<<<<
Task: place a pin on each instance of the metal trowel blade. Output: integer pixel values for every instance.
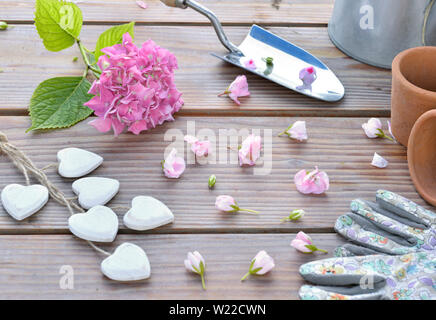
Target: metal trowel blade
(288, 61)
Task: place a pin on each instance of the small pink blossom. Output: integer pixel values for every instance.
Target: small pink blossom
(173, 166)
(250, 150)
(200, 148)
(315, 182)
(297, 131)
(304, 243)
(373, 128)
(378, 161)
(228, 204)
(261, 264)
(141, 4)
(308, 76)
(196, 264)
(238, 88)
(250, 64)
(136, 88)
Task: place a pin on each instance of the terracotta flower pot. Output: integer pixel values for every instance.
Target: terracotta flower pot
(413, 89)
(421, 155)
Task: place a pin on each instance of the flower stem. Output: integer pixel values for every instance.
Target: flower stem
(202, 281)
(245, 276)
(248, 210)
(85, 58)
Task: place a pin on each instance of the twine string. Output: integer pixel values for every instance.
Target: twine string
(26, 166)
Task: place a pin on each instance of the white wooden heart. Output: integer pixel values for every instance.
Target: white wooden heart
(23, 201)
(75, 162)
(97, 224)
(147, 213)
(94, 191)
(128, 263)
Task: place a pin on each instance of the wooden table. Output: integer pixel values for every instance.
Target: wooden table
(33, 251)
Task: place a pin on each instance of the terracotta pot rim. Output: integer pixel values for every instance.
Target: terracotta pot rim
(402, 78)
(429, 115)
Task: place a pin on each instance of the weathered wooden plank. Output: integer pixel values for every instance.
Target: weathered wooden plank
(229, 11)
(201, 77)
(336, 145)
(31, 264)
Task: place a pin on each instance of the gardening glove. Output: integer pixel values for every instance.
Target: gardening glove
(394, 225)
(374, 277)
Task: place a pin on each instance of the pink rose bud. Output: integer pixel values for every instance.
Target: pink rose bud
(308, 76)
(228, 204)
(303, 243)
(296, 131)
(295, 215)
(250, 150)
(196, 264)
(141, 4)
(173, 166)
(373, 129)
(315, 182)
(261, 264)
(238, 88)
(200, 148)
(378, 161)
(250, 64)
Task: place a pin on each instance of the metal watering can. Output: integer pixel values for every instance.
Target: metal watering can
(375, 31)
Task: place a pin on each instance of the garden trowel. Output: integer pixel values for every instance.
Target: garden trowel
(273, 58)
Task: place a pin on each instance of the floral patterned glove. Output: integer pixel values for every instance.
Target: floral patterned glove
(394, 225)
(407, 277)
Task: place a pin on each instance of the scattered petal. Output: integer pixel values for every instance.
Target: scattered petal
(173, 166)
(250, 64)
(141, 4)
(250, 150)
(238, 88)
(315, 182)
(378, 161)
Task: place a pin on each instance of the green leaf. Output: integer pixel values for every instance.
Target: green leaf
(58, 103)
(58, 23)
(112, 36)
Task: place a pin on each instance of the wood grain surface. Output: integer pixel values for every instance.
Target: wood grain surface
(290, 12)
(336, 145)
(201, 77)
(31, 264)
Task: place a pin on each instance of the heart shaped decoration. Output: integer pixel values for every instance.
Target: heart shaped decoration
(128, 263)
(98, 224)
(95, 191)
(23, 201)
(147, 213)
(75, 162)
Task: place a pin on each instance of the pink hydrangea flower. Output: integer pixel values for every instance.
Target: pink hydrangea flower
(250, 64)
(200, 148)
(304, 243)
(250, 150)
(315, 182)
(297, 131)
(173, 166)
(136, 88)
(261, 264)
(238, 88)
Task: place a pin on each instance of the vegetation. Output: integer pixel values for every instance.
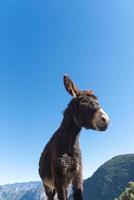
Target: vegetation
(128, 193)
(110, 179)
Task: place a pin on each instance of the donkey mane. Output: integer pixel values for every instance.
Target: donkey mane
(60, 162)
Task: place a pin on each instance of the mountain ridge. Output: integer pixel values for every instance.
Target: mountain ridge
(107, 182)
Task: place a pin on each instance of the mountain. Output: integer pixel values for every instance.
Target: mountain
(110, 179)
(22, 191)
(107, 183)
(128, 193)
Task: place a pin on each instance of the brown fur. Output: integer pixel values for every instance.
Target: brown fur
(60, 162)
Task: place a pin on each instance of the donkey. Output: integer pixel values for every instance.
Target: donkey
(60, 162)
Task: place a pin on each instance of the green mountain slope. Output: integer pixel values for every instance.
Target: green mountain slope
(110, 179)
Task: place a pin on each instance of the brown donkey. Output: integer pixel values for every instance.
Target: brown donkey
(60, 163)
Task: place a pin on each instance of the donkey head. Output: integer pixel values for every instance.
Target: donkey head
(86, 108)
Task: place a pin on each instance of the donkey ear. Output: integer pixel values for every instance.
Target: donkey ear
(70, 86)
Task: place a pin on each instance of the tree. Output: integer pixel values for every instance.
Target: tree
(128, 193)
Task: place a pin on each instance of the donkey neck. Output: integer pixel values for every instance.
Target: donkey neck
(70, 133)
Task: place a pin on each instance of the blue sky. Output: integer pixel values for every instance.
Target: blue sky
(93, 42)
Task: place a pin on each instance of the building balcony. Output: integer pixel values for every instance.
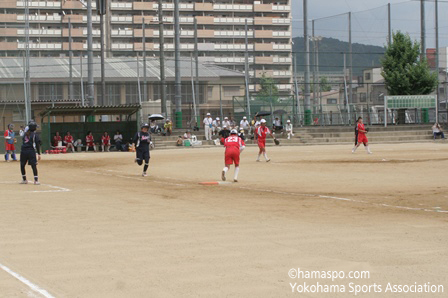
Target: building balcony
(76, 32)
(263, 7)
(121, 19)
(8, 18)
(41, 4)
(8, 46)
(231, 21)
(122, 6)
(8, 4)
(233, 47)
(139, 46)
(139, 33)
(203, 6)
(8, 32)
(41, 46)
(41, 32)
(143, 5)
(41, 18)
(233, 34)
(76, 46)
(232, 7)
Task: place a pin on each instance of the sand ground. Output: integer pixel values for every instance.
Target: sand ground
(96, 228)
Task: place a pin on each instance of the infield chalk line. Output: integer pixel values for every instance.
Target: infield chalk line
(289, 194)
(55, 188)
(32, 286)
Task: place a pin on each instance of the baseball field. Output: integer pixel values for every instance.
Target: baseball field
(96, 228)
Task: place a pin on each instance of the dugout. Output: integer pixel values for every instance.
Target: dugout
(128, 125)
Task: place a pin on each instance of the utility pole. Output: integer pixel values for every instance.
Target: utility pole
(145, 79)
(177, 83)
(423, 28)
(27, 86)
(162, 60)
(350, 61)
(90, 79)
(246, 69)
(307, 105)
(437, 57)
(196, 57)
(389, 24)
(70, 86)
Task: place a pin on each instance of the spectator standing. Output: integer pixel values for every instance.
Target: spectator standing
(105, 142)
(90, 141)
(56, 139)
(68, 141)
(118, 139)
(244, 125)
(437, 131)
(208, 127)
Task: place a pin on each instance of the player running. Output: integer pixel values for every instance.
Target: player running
(142, 140)
(30, 147)
(362, 138)
(234, 146)
(262, 132)
(9, 143)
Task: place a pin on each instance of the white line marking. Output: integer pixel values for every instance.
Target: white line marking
(291, 194)
(32, 286)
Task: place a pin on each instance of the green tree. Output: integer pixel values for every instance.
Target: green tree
(324, 84)
(403, 70)
(268, 87)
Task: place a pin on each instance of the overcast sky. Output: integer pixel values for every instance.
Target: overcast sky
(369, 21)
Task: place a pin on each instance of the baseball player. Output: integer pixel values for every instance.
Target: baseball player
(142, 140)
(288, 128)
(234, 146)
(362, 138)
(30, 147)
(9, 143)
(262, 132)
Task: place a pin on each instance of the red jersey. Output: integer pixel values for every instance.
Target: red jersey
(262, 132)
(56, 140)
(361, 127)
(68, 139)
(106, 140)
(233, 142)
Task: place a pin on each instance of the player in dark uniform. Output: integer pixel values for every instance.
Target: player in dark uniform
(30, 147)
(142, 140)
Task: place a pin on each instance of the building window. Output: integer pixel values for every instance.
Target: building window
(132, 93)
(112, 95)
(230, 91)
(209, 92)
(50, 92)
(362, 97)
(368, 76)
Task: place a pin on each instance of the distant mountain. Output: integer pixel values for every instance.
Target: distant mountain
(331, 57)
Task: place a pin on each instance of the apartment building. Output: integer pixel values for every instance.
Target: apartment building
(220, 30)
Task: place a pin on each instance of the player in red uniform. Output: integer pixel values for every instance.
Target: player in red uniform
(262, 132)
(68, 140)
(362, 138)
(234, 146)
(90, 141)
(9, 143)
(105, 142)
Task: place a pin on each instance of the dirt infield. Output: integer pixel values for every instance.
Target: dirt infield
>>>>
**WRITTEN EXERCISE:** Extract the lines above from the one containing "Task: place a pin on each instance of the building window." to the last line, both included, exactly as written.

**TASK RESPONSE:**
Task: place a pin on each instance of the building window. Output: integer pixel values for every instance.
Target: building window
(132, 93)
(112, 95)
(230, 91)
(209, 92)
(50, 92)
(362, 97)
(368, 76)
Task: place a pin on each instance of the distant mountain. Output: integer pixel values for every instance.
Target: distant mountain
(331, 57)
Task: place a pin on each instance of the apartment building. Output: integer pixel values for every instance.
Target: apartment building
(220, 30)
Task: place a pin on each instance of the player in red uniform. Output: integer pixel values for every instance.
Target: player in red uniform
(262, 132)
(68, 140)
(362, 138)
(234, 146)
(90, 141)
(9, 143)
(105, 142)
Task: place a pin on each instance of the dirt infield. Output: integer pixel values for every instance.
Target: dirt infield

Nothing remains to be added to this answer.